Lesetext
---*---
Die ersten Minuten mit Lucy sind eigentlich die schönsten. Die letzte Nacht hat sie offenbar nicht schlafend verbracht, ihre blonden Haare sind ausgeblichen und strohig (tatsächlich wird sich an diesem herrlich desolatem Zustand nichts ändern), das Augen-Make-up hat sich Richtung Nasenrücken verkrümelt. Und die Klamotten, ja, die sind selbst für die Dunkelheit etwas zu grell geraten. Aber von wegen Dunkelheit: In Taipeh, wo Besson sie aussetzt und aufspürt, ist davon ohnehin nicht allzu viel zu spüren.
Lucy jedenfalls sieht aus wie eine, die schnell unter die Dusche und dann ins Bett gehört, was auch genau ihren Plänen entspricht. Wäre da nicht die Bekanntschaft Richard (Pilou Asbæk), der sie vor einem schmucken Hotel um einen „Gefallen“ bittet. Lucy will nicht, kommt aber nicht drumherum. Eine ambitionierte Szene, die Besson mit National-Geographic-Bildern parallel setzt: Löwe lauert auf Antilope, nähert sich, schlägt zu. Lucy ist nicht der Löwe.
„Lucy". Regie: Luc Besson. Mit Scarlett Johansson, Morgan Freeman u. a. USA, Frankreich 2014, 116 Min.
Ein Koffer voller Drogen
Es geht um einen ominösen Koffer, den sie überbringen soll. Als sie einem Herren an der Rezeption den Namen des Empfängers verrät (Mr. Jang), weicht diesem sogleich die Farbe aus dem Gesicht. Kein gutes Zeichen. Und dann schiebt sich Mr. Jang (Min-sik Choi) auch schon frisch beschmutzt mit fremdem Blut ins Bild. In der Hotelsuite, die Lucy anschließend betritt, tastet sich die Kamera vorsichtig über den Flur und entdeckt sogleich ein paar übereinandergestapelte Leichen in einem Nebenraum. Nein, tauschen möchte man mit Lucy ganz und gar nicht.
---*---
Ausgewählte Zeilen
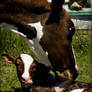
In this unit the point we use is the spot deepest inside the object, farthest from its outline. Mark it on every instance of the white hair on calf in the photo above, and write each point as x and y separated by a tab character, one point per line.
49	1
39	28
78	90
27	60
12	28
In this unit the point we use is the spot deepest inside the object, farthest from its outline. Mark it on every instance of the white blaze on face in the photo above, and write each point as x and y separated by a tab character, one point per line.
27	60
75	59
78	90
39	28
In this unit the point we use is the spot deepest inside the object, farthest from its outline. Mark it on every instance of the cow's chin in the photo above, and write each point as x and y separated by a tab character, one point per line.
27	83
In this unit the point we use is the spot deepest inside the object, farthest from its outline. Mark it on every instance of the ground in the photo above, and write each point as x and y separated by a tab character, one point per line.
13	44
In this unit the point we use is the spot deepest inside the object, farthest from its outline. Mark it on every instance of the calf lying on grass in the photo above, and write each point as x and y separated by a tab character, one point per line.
35	77
30	72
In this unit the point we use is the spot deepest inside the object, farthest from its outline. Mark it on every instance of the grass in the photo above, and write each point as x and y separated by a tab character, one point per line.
13	44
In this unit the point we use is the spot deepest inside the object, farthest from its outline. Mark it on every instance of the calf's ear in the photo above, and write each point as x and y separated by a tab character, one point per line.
8	58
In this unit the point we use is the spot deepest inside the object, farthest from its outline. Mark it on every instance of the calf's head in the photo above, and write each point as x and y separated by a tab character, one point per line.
31	72
24	65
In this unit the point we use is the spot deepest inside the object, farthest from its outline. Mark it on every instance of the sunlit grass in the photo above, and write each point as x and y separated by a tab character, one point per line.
13	44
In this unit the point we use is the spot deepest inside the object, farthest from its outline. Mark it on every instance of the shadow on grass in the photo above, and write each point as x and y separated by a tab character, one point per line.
15	90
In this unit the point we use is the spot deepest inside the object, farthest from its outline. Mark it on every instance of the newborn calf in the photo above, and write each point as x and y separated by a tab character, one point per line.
30	72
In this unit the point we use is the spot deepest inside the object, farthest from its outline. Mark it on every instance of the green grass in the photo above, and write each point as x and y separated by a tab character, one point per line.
13	44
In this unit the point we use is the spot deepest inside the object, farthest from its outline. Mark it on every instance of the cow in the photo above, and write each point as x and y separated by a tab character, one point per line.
30	72
55	27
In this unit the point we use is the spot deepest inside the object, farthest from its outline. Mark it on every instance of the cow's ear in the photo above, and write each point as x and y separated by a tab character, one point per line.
8	58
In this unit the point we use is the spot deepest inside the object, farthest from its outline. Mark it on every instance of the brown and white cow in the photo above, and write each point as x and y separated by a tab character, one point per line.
36	77
56	27
30	72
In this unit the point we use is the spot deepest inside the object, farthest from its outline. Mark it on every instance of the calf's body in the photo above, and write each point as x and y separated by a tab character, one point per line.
57	29
30	72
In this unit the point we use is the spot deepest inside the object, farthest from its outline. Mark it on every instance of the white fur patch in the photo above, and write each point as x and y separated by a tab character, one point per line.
49	1
39	28
12	28
27	60
78	90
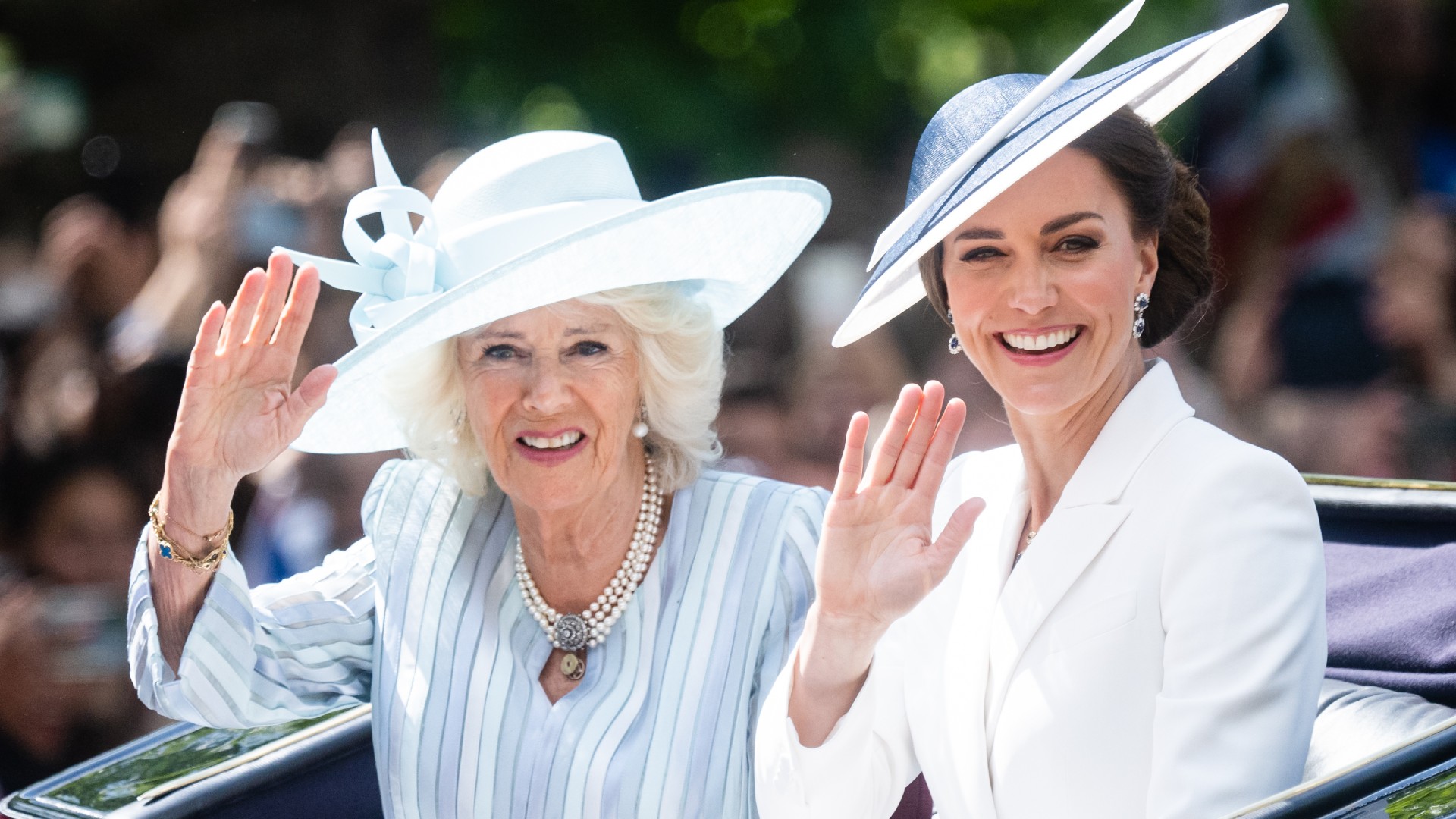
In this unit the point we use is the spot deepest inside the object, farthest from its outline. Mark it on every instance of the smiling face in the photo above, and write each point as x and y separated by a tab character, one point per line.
552	395
1041	284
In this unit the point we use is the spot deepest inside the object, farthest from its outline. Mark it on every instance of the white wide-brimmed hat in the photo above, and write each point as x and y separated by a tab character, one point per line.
996	131
533	221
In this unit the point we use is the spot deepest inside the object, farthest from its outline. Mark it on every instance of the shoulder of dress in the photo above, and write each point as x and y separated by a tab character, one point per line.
761	484
403	483
1218	453
979	472
1199	465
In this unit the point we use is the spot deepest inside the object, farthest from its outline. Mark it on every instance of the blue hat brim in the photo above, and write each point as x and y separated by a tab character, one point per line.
1150	85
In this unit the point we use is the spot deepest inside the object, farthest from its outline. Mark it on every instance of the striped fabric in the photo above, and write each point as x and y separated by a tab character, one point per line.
422	617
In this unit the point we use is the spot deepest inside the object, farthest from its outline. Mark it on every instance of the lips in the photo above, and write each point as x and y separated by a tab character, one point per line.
1040	343
564	441
551	447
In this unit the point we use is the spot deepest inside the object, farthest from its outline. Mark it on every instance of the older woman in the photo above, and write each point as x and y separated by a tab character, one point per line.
557	610
1136	624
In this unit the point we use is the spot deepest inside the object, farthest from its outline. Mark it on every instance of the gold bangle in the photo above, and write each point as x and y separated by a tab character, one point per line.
174	551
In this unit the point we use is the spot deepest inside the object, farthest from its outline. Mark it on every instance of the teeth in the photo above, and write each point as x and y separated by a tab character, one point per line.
1044	341
560	442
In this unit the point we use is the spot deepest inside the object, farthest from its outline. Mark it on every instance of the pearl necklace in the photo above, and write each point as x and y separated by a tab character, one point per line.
573	632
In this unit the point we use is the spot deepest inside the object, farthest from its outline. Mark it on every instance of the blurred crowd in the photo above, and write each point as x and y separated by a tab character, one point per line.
1329	169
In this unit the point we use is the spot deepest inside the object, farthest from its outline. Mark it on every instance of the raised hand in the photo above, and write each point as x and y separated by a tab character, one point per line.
877	557
239	409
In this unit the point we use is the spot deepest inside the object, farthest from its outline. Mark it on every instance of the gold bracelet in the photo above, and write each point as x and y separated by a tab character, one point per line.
174	551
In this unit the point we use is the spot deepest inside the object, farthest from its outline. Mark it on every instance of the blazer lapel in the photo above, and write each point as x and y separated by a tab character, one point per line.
1065	547
1084	521
984	566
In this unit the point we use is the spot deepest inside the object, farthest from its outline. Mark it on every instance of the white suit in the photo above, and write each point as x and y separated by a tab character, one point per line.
1158	651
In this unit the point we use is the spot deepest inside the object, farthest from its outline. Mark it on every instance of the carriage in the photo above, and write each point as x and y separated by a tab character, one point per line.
1378	751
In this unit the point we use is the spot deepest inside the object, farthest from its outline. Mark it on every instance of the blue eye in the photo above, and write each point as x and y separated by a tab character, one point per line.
1078	243
981	254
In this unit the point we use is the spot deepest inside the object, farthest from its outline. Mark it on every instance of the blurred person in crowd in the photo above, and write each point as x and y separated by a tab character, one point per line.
555	378
91	261
1413	312
64	692
199	246
1123	613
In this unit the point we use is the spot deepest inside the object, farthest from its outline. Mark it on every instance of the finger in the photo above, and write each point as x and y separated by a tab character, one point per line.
852	464
297	314
275	293
919	439
207	337
309	397
943	447
893	438
959	529
240	314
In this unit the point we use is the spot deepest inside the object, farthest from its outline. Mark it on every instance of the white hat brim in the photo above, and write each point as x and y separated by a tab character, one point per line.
1150	93
728	242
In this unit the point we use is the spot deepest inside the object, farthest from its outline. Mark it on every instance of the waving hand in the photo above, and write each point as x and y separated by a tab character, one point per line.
877	557
239	409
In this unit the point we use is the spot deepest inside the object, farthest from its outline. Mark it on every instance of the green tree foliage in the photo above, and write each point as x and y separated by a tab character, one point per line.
710	89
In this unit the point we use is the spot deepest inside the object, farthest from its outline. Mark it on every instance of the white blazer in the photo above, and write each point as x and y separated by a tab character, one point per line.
1158	651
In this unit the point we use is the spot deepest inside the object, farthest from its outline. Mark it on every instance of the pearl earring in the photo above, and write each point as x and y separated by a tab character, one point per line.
1139	305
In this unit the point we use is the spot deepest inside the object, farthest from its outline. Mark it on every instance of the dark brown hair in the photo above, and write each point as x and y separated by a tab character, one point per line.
1163	199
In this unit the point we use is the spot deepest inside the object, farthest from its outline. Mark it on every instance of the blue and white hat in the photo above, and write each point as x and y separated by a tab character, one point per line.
996	131
528	222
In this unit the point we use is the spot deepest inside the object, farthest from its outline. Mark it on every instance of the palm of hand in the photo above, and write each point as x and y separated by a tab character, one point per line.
237	411
877	556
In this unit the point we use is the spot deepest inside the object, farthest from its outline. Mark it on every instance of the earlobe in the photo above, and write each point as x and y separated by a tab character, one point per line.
1147	256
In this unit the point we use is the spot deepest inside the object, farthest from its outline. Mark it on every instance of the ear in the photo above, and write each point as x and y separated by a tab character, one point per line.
1147	264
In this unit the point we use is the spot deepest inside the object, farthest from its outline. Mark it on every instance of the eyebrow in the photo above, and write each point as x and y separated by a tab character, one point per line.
973	234
514	335
1069	221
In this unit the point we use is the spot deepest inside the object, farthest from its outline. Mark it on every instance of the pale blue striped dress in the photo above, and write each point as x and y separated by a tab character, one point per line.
424	620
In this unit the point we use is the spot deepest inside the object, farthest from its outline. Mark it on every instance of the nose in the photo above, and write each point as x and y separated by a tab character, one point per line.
1031	287
548	388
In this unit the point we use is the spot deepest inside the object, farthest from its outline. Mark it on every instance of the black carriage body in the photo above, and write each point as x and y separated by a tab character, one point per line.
325	767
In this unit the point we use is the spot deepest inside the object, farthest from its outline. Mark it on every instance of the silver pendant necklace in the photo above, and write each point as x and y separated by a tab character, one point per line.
573	632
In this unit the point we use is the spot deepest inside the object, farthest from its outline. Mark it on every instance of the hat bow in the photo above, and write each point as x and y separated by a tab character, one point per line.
398	271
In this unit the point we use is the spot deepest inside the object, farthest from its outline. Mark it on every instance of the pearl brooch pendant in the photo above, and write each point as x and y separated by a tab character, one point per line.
573	668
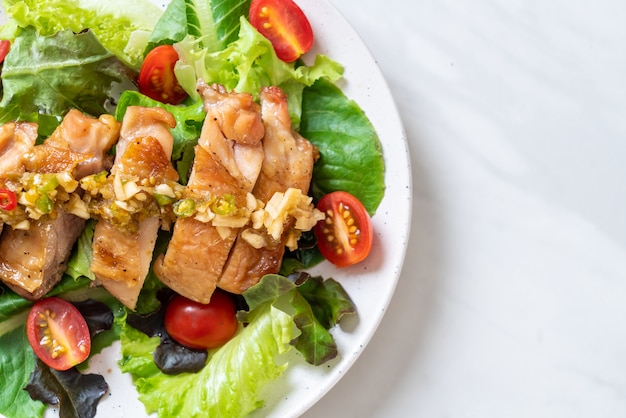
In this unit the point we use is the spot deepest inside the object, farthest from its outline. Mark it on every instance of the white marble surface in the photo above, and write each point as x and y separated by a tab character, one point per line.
512	302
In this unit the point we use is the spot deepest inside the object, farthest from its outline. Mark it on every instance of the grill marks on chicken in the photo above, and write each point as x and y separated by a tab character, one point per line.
244	149
121	258
288	162
228	159
32	261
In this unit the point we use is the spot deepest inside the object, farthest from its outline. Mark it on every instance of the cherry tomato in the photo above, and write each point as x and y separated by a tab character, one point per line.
285	25
8	199
156	76
345	236
201	326
58	333
4	49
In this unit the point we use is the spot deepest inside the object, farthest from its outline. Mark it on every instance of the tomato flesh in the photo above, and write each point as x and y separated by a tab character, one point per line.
58	333
345	237
202	326
285	25
156	76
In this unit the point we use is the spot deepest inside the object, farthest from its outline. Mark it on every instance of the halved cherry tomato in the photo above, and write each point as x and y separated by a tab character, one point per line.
202	326
8	199
58	333
285	25
345	236
4	49
156	76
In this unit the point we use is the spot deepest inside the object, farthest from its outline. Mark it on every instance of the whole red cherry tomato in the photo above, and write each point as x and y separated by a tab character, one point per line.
202	326
156	76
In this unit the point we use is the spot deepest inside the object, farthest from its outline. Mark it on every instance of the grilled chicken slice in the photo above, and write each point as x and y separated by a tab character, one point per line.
121	258
288	163
76	145
227	161
16	140
33	261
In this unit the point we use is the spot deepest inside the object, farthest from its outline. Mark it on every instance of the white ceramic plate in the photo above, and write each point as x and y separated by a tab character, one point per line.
370	284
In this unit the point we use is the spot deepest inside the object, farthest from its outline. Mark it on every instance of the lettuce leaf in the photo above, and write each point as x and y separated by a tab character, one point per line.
122	26
214	24
349	147
47	75
16	362
247	64
230	383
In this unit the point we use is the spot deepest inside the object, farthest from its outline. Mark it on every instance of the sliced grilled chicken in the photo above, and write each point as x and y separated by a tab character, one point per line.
16	140
121	257
288	163
32	261
227	162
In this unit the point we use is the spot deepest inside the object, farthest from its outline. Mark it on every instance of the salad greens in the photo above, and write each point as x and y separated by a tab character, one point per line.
44	76
121	26
88	51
---*---
Aufgaben
1. Wer spielt laut der Filmkritik die Figur Richard?
2. Zählen Sie alle Schauspieler auf, die in der Filmkritik mit Namen genannt werden.
Die Zeilen werden zur Bearbeitung nicht benötigt.

Lösungen
1. Pilou Asbæk

2. Scarlett Johansson, Morgan Freeman, Pilou Asbæk, Min-sik Choi